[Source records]

— START —

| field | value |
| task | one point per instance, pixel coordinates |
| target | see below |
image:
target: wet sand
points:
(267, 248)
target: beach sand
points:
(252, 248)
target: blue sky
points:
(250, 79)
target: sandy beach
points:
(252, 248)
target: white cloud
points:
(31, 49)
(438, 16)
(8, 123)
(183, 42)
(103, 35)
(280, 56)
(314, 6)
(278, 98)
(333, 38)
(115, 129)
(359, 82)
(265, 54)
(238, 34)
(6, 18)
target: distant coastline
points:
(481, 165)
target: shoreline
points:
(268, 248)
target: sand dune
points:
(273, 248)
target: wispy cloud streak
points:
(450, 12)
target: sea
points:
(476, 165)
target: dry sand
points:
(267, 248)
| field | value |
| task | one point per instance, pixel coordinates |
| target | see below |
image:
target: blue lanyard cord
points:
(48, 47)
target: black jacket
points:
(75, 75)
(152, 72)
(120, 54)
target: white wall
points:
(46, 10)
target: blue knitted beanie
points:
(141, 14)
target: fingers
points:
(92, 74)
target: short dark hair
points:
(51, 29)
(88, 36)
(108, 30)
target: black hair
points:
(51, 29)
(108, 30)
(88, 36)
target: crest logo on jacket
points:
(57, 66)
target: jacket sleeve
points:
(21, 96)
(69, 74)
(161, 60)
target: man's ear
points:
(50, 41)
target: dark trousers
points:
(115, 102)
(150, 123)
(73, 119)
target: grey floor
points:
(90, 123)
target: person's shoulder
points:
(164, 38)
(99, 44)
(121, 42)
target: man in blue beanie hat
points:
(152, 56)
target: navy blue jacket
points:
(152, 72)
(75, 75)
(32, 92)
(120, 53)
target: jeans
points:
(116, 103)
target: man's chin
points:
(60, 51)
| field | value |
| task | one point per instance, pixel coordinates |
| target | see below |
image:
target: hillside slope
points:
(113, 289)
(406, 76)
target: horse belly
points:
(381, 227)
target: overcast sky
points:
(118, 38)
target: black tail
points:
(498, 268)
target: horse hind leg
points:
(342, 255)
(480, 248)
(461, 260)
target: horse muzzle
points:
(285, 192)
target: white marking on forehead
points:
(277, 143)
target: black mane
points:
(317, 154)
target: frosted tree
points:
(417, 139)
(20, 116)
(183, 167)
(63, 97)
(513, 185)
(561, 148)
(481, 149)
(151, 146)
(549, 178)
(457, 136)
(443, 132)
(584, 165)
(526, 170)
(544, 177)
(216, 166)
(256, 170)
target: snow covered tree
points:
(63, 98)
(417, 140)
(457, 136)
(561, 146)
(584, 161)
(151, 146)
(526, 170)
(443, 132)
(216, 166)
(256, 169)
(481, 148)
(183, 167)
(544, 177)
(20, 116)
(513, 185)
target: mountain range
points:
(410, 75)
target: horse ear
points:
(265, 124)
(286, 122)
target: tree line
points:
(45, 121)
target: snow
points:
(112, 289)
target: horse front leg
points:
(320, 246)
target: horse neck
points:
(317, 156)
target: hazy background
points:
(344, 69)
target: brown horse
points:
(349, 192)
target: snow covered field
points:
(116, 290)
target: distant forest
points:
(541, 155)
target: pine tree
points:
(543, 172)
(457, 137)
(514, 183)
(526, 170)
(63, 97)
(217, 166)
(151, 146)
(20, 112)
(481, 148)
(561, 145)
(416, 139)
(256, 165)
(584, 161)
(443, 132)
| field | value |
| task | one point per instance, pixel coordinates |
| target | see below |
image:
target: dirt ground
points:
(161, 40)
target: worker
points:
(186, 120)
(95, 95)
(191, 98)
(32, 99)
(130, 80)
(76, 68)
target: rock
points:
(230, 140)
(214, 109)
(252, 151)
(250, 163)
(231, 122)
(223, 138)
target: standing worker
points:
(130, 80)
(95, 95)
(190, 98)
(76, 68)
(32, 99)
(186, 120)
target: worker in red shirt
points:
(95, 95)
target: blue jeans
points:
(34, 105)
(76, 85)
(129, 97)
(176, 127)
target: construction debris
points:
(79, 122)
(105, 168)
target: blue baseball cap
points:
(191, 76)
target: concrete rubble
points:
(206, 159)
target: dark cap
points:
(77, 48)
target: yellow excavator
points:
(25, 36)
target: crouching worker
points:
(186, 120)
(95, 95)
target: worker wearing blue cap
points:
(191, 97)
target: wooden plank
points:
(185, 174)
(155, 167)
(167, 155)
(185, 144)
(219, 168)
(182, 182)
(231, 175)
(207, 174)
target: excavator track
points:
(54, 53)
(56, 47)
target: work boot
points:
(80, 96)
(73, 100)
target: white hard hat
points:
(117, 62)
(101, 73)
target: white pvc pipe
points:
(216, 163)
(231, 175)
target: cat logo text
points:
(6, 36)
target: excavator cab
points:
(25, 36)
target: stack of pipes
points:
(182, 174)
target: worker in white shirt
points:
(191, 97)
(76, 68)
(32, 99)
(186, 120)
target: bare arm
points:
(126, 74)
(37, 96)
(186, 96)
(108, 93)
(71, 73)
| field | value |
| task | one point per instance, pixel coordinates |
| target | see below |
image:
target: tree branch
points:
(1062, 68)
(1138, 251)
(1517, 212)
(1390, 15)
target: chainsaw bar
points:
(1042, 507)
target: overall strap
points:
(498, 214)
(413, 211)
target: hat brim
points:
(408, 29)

— END —

## Problem to work on
Please quote the material above word for word, every line of it, with nothing changed.

## Answer to this exercise
| field | value |
| task | one point per instance, pixel coordinates |
| target | see below |
image:
target: wet sand
points:
(267, 248)
target: beach sand
points:
(252, 248)
target: blue sky
points:
(250, 79)
target: sandy beach
points:
(252, 248)
target: white cloud
points:
(31, 49)
(438, 16)
(8, 123)
(183, 42)
(103, 35)
(280, 56)
(314, 6)
(278, 98)
(333, 38)
(115, 129)
(359, 82)
(265, 54)
(238, 34)
(6, 18)
target: distant coastline
points:
(481, 165)
target: shoreline
points:
(268, 248)
target: sand dune
points:
(273, 248)
target: wispy cloud streak
points:
(450, 12)
target: sea
points:
(476, 165)
target: dry sand
points:
(267, 248)
| field | value |
| task | one point per instance, pixel coordinates |
| target | see below |
image:
target: blue lanyard cord
points:
(48, 47)
target: black jacket
points:
(75, 75)
(152, 72)
(120, 54)
target: white wall
points:
(46, 10)
target: blue knitted beanie
points:
(141, 14)
target: fingers
points:
(92, 74)
target: short dark hair
points:
(51, 29)
(88, 36)
(108, 30)
target: black hair
points:
(51, 29)
(108, 30)
(88, 36)
target: crest logo on jacket
points:
(57, 66)
target: jacket sleeve
points:
(21, 96)
(69, 74)
(161, 60)
target: man's ear
points:
(50, 41)
target: dark trousers
points:
(115, 102)
(150, 123)
(73, 119)
target: grey floor
points:
(90, 123)
target: person's shoulder
points:
(164, 38)
(99, 44)
(121, 42)
target: man in blue beanie hat
points:
(152, 56)
target: navy blue jacket
points:
(152, 72)
(75, 75)
(32, 92)
(120, 53)
target: jeans
points:
(116, 103)
target: man's chin
points:
(60, 51)
| field | value |
| task | one point per instance, pixel coordinates |
| target | see below |
image:
target: hillside slope
points:
(113, 289)
(406, 76)
target: horse belly
points:
(381, 227)
target: overcast sky
points:
(118, 38)
target: black tail
points:
(498, 268)
target: horse hind leg
points:
(342, 255)
(480, 248)
(461, 260)
target: horse muzzle
points:
(285, 192)
target: white marking on forehead
points:
(277, 143)
target: black mane
points:
(317, 154)
target: frosted tree
points:
(417, 139)
(20, 116)
(183, 167)
(63, 97)
(513, 185)
(561, 148)
(481, 149)
(151, 146)
(549, 178)
(457, 136)
(443, 132)
(584, 165)
(526, 170)
(544, 177)
(216, 166)
(256, 170)
target: snow covered tree
points:
(63, 98)
(417, 140)
(457, 136)
(561, 146)
(584, 161)
(151, 146)
(526, 170)
(443, 132)
(216, 166)
(256, 169)
(481, 148)
(183, 167)
(544, 177)
(20, 116)
(513, 185)
target: mountain range
points:
(410, 75)
target: horse ear
points:
(265, 124)
(286, 122)
target: tree line
points:
(45, 121)
target: snow
points:
(112, 289)
target: horse front leg
points:
(320, 246)
target: horse neck
points:
(317, 156)
target: hazy background
points:
(344, 69)
target: brown horse
points:
(349, 192)
target: snow covered field
points:
(116, 290)
target: distant forest
points:
(541, 155)
target: pine tree
points:
(543, 172)
(457, 137)
(514, 183)
(526, 170)
(63, 97)
(217, 166)
(151, 146)
(20, 112)
(481, 148)
(561, 145)
(416, 139)
(256, 165)
(584, 161)
(443, 132)
| field | value |
| task | one point per instance, pixel coordinates |
| target | see below |
image:
target: dirt ground
points:
(161, 40)
target: worker
points:
(186, 120)
(95, 95)
(191, 98)
(32, 99)
(130, 80)
(76, 68)
target: rock
points:
(230, 140)
(214, 109)
(252, 151)
(250, 163)
(231, 122)
(223, 138)
target: standing worker
points:
(130, 80)
(95, 95)
(190, 98)
(76, 68)
(32, 99)
(186, 120)
target: worker in red shirt
points:
(95, 95)
target: blue jeans
points:
(34, 105)
(76, 85)
(129, 97)
(176, 127)
target: construction debris
points:
(79, 122)
(105, 168)
target: blue baseball cap
points:
(191, 76)
target: concrete rubble
points:
(206, 159)
target: dark cap
points:
(77, 48)
target: yellow excavator
points:
(25, 36)
target: crouching worker
points:
(186, 120)
(95, 95)
target: worker wearing blue cap
points:
(191, 97)
target: wooden plank
points:
(185, 174)
(155, 167)
(167, 155)
(185, 144)
(219, 168)
(182, 182)
(231, 175)
(207, 174)
target: excavator track
points:
(54, 53)
(56, 47)
target: work boot
points:
(80, 96)
(73, 100)
target: white hard hat
points:
(117, 62)
(101, 73)
target: white pvc pipe
points:
(216, 163)
(231, 175)
target: cat logo text
points:
(6, 36)
target: excavator cab
points:
(25, 36)
target: stack of pipes
points:
(182, 174)
target: worker in white shirt
points:
(191, 97)
(76, 68)
(32, 99)
(186, 120)
target: bare arm
points:
(126, 74)
(37, 96)
(186, 96)
(108, 93)
(71, 73)
| field | value |
| task | one point per instance, pixel coordinates |
| target | see below |
image:
target: tree branch
points:
(1062, 68)
(1138, 251)
(1517, 212)
(1390, 15)
target: chainsaw bar
points:
(1042, 507)
target: overall strap
points:
(498, 214)
(413, 211)
target: hat brim
points:
(408, 29)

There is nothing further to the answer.